[Exercise input Boundary: Start]

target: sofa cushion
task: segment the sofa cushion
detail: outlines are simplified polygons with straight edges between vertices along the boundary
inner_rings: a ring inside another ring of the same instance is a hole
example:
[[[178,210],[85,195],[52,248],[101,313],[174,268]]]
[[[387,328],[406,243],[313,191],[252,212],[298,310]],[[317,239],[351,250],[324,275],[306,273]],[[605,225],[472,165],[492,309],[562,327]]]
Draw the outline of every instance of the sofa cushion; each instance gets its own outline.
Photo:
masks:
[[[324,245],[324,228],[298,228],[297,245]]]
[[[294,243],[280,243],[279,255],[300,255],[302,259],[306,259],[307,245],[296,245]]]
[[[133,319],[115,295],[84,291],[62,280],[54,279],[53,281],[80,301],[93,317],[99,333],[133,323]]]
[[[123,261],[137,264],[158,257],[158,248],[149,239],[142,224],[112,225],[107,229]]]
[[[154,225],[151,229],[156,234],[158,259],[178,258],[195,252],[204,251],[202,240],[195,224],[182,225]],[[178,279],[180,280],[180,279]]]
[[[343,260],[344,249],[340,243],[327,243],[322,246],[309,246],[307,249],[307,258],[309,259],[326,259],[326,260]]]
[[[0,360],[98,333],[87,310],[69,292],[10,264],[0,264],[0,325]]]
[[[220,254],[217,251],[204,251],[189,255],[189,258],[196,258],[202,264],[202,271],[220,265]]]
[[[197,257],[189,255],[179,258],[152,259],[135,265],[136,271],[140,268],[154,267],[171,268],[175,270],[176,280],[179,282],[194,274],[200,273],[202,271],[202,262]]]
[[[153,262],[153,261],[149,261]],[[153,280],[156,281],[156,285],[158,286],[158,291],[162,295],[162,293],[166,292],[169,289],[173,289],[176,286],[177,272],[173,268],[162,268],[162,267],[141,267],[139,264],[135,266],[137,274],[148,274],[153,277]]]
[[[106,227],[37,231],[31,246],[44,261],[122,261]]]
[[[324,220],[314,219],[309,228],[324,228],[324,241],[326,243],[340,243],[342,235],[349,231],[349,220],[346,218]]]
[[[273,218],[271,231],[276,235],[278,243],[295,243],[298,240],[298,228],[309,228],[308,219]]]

[Exercise input Boundary: End]

- **Task directions**: Each entry is to be retyped precisely as it stands.

- **Response below**:
target: sofa cushion
task: segment the sofa cushion
detail: outlines are simplified polygons with straight edges between vertices along the boundary
inner_rings: a ring inside another ring of the same instance is a hole
example:
[[[178,210],[85,195],[52,248],[101,313],[174,268]]]
[[[387,328],[406,243],[313,191],[252,212],[298,310]],[[317,239],[351,250],[324,275],[306,273]],[[605,225],[472,165],[492,309],[562,327]]]
Draw the outline of every instance of the sofa cushion; each instance gets its own outline.
Photo:
masks:
[[[324,245],[324,228],[298,228],[297,245]]]
[[[294,243],[280,243],[279,255],[300,255],[302,259],[306,259],[307,245],[296,245]]]
[[[133,319],[115,295],[84,291],[62,280],[54,279],[53,281],[80,301],[93,317],[99,333],[133,323]]]
[[[123,261],[137,264],[158,257],[158,248],[149,239],[142,224],[112,225],[107,229]]]
[[[154,225],[151,229],[156,234],[158,259],[178,258],[195,252],[204,251],[202,240],[195,224],[182,225]],[[178,279],[180,280],[180,279]]]
[[[343,260],[344,249],[340,243],[327,243],[322,246],[309,246],[307,249],[307,258],[309,259],[326,259],[326,260]]]
[[[0,360],[98,333],[87,310],[69,292],[10,264],[0,264],[0,325]]]
[[[220,254],[217,251],[204,251],[189,255],[189,258],[196,258],[202,264],[202,271],[220,265]]]
[[[197,257],[189,255],[179,258],[152,259],[135,265],[136,271],[140,268],[154,267],[171,268],[175,270],[176,280],[179,282],[194,274],[200,273],[202,271],[202,262]]]
[[[153,262],[153,261],[149,261]],[[153,280],[156,281],[156,285],[158,286],[158,291],[162,295],[162,293],[166,292],[169,289],[173,289],[176,286],[177,272],[173,268],[162,268],[162,267],[141,267],[139,264],[135,266],[137,274],[148,274],[153,277]]]
[[[106,227],[37,231],[31,246],[44,261],[122,261]]]
[[[324,220],[314,219],[309,228],[324,228],[324,241],[326,243],[340,243],[342,235],[349,231],[349,220],[346,218]]]
[[[273,218],[271,231],[276,235],[278,243],[295,243],[298,240],[298,228],[309,228],[308,219]]]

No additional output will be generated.